SHORT PROBLEM — Please rewrite the records below, substituting "one point per instance" for every occurrence of "one dot per instance" and leaving everything else unchanged.

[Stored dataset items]
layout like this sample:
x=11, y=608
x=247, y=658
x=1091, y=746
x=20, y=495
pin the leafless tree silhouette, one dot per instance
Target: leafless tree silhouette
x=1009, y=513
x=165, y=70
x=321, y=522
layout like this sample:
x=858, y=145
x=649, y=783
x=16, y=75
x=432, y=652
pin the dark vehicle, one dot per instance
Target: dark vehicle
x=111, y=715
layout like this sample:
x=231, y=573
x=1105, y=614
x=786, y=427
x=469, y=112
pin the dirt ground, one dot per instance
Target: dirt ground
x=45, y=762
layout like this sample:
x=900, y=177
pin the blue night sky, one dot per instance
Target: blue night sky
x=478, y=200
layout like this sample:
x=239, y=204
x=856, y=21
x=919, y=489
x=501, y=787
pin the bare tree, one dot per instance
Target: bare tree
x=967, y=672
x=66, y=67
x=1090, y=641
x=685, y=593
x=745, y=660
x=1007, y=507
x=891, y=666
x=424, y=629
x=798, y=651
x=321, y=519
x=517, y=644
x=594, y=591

ANSWER BELOW —
layout like this sample:
x=11, y=608
x=247, y=658
x=1091, y=746
x=20, y=495
pin the leafless tree silhouette, one point per instance
Target: leafless tree silhouette
x=1009, y=513
x=165, y=70
x=321, y=522
layout like this sample:
x=858, y=145
x=649, y=783
x=16, y=75
x=432, y=652
pin the dark vehicle, one point per instance
Target: dark vehicle
x=111, y=715
layout like this sample:
x=231, y=573
x=1105, y=614
x=786, y=427
x=469, y=112
pin the dirt ground, one point per instance
Target: dirt ground
x=45, y=762
layout like this sample:
x=900, y=177
pin the blue night sky, one point per instance
Target: blue night sky
x=478, y=200
layout like this sample:
x=239, y=204
x=856, y=21
x=919, y=489
x=501, y=787
pin the bare tree, one point per instance
Target: bare tree
x=967, y=672
x=66, y=67
x=1090, y=641
x=685, y=593
x=745, y=660
x=1007, y=507
x=891, y=666
x=424, y=629
x=798, y=651
x=321, y=519
x=517, y=644
x=594, y=591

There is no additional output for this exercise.